[[ Source extract, beginning ]]

- Original language: English
- Written by: N. J. Crisp
- Characters: 5
- Genre: Drama
- Setting: A villa in Umbria, Italy

Premiere
- Date: 2 April 1996
- Place: Yvonne Arnaud Theatre, Guildford

= That Good Night =

Play by NJ Crisp

That Good Night is a play by NJ Crisp, written with the intention of it being performed by Donald Sinden and his son Marc Sinden playing the central characters of the father and son. However Marc, who in 1991 had starred in Crisps' psychological thriller Dangerous Obsession, decided to produce it instead and so it became his first play as a Theatrical Producer.

The title is taken from the poem by Dylan Thomas:

"Do not go gentle into that good night,

Old age should burn and rave at close of day;

Rage, rage against the dying of the light."

== Original cast ==

It opened at the Yvonne Arnaud Theatre, Guildford on 2 April 1996 with the following cast (in order of appearance):

- Lucy Fleming as Anna
- Patrick Ryecart as Michael
- Julie-Kate Olivier as Debbie
- Donald Sinden as Ralph
- Nigel Davenport as The Visitor

== Plot ==

Ralph is a successful screenwriter, charming, cantankerous, rude and a bully; in his time an avid womaniser and completely selfish. Now in his seventies and terminally ill, he has two final missions: to be reconciled to his long-abandoned son Michael and secretly to ensure he is not a burden to his younger, devoted and second wife Anna as he goes "into that good night". But when Michael arrives at the beautiful Tuscan villa for their first meeting in many years, Ralph wrecks all hope of reconciliation when he picks and loses a fight with Michael's beautiful girlfriend, Debbie. Later, alone, Ralph receives 'The Visitor' whose services he has hired to provide a painless ending, as he goes into 'That Good Night'. But The Visitor plays a devastating trick, causing Ralph to consider the damaged potential that life still holds for him.

[[ Source extract, end ]]
[[ Records supplied, beginning ]]

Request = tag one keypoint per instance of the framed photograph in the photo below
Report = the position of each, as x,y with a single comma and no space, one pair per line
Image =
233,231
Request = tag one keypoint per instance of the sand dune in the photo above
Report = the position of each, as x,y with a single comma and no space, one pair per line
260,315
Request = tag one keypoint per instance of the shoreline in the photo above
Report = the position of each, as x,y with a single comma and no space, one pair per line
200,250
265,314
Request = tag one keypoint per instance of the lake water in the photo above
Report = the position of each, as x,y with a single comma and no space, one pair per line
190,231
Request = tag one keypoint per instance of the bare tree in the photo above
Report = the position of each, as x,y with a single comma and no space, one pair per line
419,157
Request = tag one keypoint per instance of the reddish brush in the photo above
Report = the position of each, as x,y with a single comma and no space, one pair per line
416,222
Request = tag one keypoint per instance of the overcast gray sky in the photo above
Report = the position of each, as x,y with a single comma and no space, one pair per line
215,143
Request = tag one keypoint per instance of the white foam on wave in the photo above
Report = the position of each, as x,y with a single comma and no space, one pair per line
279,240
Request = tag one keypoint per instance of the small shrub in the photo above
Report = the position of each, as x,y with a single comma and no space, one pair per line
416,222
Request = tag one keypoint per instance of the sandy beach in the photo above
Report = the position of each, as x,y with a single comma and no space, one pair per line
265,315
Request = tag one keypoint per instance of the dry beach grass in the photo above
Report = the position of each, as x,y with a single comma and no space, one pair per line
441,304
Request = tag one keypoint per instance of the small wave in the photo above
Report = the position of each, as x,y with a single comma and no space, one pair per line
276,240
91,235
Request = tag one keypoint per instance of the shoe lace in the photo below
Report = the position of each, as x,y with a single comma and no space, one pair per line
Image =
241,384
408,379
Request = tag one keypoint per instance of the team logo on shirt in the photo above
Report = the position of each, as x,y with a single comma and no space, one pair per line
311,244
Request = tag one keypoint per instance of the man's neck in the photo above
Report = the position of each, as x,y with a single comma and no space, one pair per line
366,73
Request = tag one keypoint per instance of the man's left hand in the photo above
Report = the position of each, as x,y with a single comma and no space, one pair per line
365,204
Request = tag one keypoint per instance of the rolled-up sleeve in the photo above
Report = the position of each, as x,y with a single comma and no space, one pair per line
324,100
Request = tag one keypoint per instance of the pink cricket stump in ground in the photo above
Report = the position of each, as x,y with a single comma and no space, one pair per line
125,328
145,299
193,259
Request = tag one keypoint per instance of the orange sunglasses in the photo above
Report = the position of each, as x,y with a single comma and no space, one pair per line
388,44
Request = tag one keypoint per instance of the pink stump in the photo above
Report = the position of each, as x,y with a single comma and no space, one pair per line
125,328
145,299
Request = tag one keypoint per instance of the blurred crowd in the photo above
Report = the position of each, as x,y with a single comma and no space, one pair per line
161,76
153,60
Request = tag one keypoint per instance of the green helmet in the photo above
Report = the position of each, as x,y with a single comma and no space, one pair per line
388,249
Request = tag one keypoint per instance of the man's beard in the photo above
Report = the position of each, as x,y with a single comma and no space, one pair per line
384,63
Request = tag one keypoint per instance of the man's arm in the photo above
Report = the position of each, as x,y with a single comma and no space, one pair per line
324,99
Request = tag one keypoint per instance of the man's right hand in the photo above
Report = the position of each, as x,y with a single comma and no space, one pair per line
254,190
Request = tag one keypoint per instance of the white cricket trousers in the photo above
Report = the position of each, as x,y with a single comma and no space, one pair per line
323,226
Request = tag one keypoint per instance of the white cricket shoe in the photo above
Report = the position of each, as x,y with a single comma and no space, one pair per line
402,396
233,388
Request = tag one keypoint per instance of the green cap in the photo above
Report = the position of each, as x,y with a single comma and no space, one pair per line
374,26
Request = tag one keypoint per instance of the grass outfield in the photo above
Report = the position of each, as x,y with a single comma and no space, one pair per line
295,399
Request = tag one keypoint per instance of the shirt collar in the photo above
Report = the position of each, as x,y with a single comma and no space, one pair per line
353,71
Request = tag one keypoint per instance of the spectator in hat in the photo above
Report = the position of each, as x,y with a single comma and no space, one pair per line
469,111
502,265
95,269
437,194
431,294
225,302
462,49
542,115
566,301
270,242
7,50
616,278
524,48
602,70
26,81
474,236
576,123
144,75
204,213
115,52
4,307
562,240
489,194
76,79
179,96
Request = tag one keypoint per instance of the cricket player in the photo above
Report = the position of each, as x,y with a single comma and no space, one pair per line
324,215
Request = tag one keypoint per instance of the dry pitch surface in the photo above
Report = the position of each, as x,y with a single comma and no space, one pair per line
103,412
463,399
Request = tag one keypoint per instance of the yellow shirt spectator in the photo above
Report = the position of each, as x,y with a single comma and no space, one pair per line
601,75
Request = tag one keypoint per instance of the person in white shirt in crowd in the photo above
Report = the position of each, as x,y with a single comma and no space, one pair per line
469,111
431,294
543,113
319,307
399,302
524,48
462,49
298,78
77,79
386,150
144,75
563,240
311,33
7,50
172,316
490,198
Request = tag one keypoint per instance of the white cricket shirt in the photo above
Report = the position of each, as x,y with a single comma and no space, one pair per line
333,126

[[ Records supplied, end ]]
[[ Records supplied, beginning ]]

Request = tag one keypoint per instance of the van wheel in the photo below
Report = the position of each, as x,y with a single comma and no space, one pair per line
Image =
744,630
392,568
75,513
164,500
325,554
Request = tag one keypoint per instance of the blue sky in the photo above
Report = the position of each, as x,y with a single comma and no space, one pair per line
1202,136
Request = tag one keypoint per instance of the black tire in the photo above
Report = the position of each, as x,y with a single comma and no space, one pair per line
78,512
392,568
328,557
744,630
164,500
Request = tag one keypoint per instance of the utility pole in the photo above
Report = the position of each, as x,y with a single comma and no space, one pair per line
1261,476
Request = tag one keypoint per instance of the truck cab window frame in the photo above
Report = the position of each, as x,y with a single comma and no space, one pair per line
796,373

[[ Records supplied, end ]]
[[ Records supplied, beginning ]]

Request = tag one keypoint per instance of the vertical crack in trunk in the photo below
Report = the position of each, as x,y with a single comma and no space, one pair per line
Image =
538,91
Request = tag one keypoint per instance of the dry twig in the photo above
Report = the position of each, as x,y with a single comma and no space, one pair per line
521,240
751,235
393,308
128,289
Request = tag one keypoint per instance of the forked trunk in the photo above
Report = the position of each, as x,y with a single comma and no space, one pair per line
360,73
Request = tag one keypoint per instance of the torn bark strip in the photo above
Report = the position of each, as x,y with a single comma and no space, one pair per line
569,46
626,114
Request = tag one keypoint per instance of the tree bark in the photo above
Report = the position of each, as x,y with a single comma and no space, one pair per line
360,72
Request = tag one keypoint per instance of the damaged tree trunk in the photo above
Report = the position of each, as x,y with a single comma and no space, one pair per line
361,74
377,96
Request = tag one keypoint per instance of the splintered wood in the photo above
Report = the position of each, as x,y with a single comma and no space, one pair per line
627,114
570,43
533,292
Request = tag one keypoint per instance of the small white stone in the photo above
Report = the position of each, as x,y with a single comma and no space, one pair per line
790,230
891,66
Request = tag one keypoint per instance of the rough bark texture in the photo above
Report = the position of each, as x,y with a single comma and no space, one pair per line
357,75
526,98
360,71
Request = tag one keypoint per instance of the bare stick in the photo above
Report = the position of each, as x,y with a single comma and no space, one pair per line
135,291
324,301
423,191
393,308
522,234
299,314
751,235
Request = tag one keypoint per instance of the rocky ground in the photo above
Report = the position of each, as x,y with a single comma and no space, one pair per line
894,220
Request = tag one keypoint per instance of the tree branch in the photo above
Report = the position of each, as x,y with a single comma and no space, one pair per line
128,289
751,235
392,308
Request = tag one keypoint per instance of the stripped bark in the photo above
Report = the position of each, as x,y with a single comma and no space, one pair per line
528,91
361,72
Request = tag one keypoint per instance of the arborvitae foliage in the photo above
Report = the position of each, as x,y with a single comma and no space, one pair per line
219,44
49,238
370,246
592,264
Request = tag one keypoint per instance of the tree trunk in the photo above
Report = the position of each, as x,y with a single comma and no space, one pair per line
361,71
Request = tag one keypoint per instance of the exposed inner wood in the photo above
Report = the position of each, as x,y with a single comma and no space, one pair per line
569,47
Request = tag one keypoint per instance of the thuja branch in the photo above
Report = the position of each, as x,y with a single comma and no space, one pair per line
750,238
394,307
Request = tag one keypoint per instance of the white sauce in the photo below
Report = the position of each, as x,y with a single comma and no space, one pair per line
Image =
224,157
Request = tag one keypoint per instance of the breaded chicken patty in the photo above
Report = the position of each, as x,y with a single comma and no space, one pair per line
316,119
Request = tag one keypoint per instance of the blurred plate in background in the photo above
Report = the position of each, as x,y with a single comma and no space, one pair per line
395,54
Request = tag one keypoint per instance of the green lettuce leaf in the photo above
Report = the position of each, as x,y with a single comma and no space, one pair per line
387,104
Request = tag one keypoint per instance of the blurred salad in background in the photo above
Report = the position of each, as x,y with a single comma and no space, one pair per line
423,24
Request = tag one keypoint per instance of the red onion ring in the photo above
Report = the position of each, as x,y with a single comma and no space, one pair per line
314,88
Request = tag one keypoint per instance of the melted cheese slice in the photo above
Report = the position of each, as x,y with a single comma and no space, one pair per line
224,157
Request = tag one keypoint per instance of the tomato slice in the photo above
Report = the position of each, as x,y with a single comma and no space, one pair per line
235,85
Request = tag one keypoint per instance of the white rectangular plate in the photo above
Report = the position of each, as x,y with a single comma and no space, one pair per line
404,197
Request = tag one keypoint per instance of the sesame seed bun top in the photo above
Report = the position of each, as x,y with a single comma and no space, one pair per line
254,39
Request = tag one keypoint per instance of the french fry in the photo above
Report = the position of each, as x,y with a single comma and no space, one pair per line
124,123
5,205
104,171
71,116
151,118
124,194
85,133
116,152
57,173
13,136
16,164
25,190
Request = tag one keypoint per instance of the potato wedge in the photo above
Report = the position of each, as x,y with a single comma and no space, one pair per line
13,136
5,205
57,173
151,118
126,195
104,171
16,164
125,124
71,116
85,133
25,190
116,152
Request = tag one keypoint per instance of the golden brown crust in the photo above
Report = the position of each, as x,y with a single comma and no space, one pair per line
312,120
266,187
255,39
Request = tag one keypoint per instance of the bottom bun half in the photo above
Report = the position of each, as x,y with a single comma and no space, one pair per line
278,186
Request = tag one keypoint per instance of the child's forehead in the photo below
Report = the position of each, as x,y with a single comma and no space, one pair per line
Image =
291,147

[[ Records supplied, end ]]

▶ [Exercise tasks]
A - Translate this sentence from the article on That Good Night into Spanish: "Ralph is a successful screenwriter, charming, cantankerous, rude and a bully; in his time an avid womaniser and completely selfish."
B - Write the next part of the article on That Good Night, picking up after its final sentence.
Nothing in the rows is needed.

▶ [Solved problems]
A - Ralph es un guionista de éxito, encantador, cascarrabias, grosero y un abusón; en su tiempo, un mujeriego empedernido y completamente egoísta.

B -
== Critical reception ==

Directed by Edward Hall (his first commercial tour), set designed by Michael Pavalka and lighting by Robert Bryan, critics at the time regarded the play as Crisps' finest work and both the production and performances received enthusiastic reviews:

"This is a brave and profound play, mixing comedy and philosophy. A thought-provoking play that doesn't settle for any soft options and which shows a master storyteller at the pinnacle of his powers. Compassionate in its expression of filial and marital love, it is not a play about euthanasia, but about the nature and meaning of life and in its way a kind of tragic love story. A glorious production, with a set worthy of an HM Tennent play and a cast to match and easily the most moving performance Sinden has given for many years." British Theatre Guide.

== Production ==

The tour of the play coincided with Sinden's other son, actor Jeremy Sinden, becoming ill and dying of cancer on the 29 May 1996. The proposed West End transfer was cancelled.

== Film ==

The film version, which Marc Sinden and Jo Gilbert co-produced, was shot in Portugal starring Sir John Hurt (in his final performance) and Charles Dance and was released in 2017 and is dedicated to Donald Sinden and John Hurt.